TASK INSTRUCTIONS ▸ Reproduce word for word the portion of the passage on Canadian immigration levels that begins with "As much as we" and runs through "Liberals have neither.".

═════ EXERCISE TEXT

But Maddeaux is silent on the “complicity” of provincial governments who are responsible for addressing many of the externalities and costs, the business community in pushing for high levels of both permanent and temporary residents, and the various stakeholders supporting the increased and increasing levels:

The federal Liberals are well on their way to meeting at least one of their marquee goals: 500,000 new immigrants per year by 2025. The stats for 2022 just came in, and last year saw a record 431,645 new permanent residents.

That’s a 6.4 per cent increase over 2021 — and this year aims to admit 465,000 new residents, which will be another 7.7 per cent increase over 2022. These numbers don’t include temporary foreign workers or international students, which are also rising at record rates.

This sort of rapid swell isn’t just historic for Canada, it makes us the fastest-growing country in the G7. This would be great news, if not for the fact that we’re also among the least equipped to accept a mass influx of new people.

To put those earlier numbers in context, the population of Halifax is about 440,000. Quebec City’s is around 550,000. We are, or soon will be, adding the equivalent population of one of those cities each year.

Diversity is a pride point for many Canadians, and we’re undoubtedly a stronger and better country thanks to immigrants’ many contributions over the decades. However, this doesn’t mean we should blindly open the floodgates to hundreds of thousands more per year, when there’s scant evidence we can support them.

As much as we may want to welcome more immigrants into the fold, there needs to be a debate about whether now is the best time to boost targets. We may find that, until we get our house in order, the risks outweigh the potential rewards.

Immigration isn’t inherently good for a country, or even for immigrants, in and of itself. Positive outcomes for all parties require careful planning and a sense of realism. Unfortunately, it appears the Liberals have neither.

Our health-care system ranks poorly against peer countries and seems to be only getting worse. We can barely even care for sick children in our major urban centres, let alone rural areas. Family doctors are practically the new Polkaroo.

Our housing situation is dismal. We don’t have enough homes, and the ones we do have are exorbitantly expensive and out of reach for all but the very wealthiest young Canadians and newcomers.

It seems like we have shortages of every type of basic infrastructure and service, from transit to schools and childcare spots.

International students are frequenting food banks, living in crowded and often unsanitary rooming houses and even driving five hours –– each way –– to attend classes.

Many immigrants still can’t work in their trained fields because we haven’t taken the time to sort our credentialing systems. Despite just about everyone agreeing that foreign-trained doctors shouldn’t be driving taxi cabs, it always seems to be a problem for another day.

Meanwhile, Liberals argue that we need more newcomers to boost our economy and address labour shortages. Not only does this seem callous and exploitative in light of our inability to provide for needs like housing and health care, there’s little evidence our current immigration system can produce these desired outcomes.

══════════
═════ DATA EXCERPT

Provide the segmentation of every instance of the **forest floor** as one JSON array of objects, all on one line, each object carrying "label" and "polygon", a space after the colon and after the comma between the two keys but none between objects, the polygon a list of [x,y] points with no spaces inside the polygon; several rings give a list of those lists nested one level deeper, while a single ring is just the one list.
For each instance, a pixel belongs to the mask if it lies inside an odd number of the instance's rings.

══════════

ANSWER TO THIS PROBLEM ▸
As much as we may want to welcome more immigrants into the fold, there needs to be a debate about whether now is the best time to boost targets. We may find that, until we get our house in order, the risks outweigh the potential rewards.

Immigration isn’t inherently good for a country, or even for immigrants, in and of itself. Positive outcomes for all parties require careful planning and a sense of realism. Unfortunately, it appears the Liberals have neither.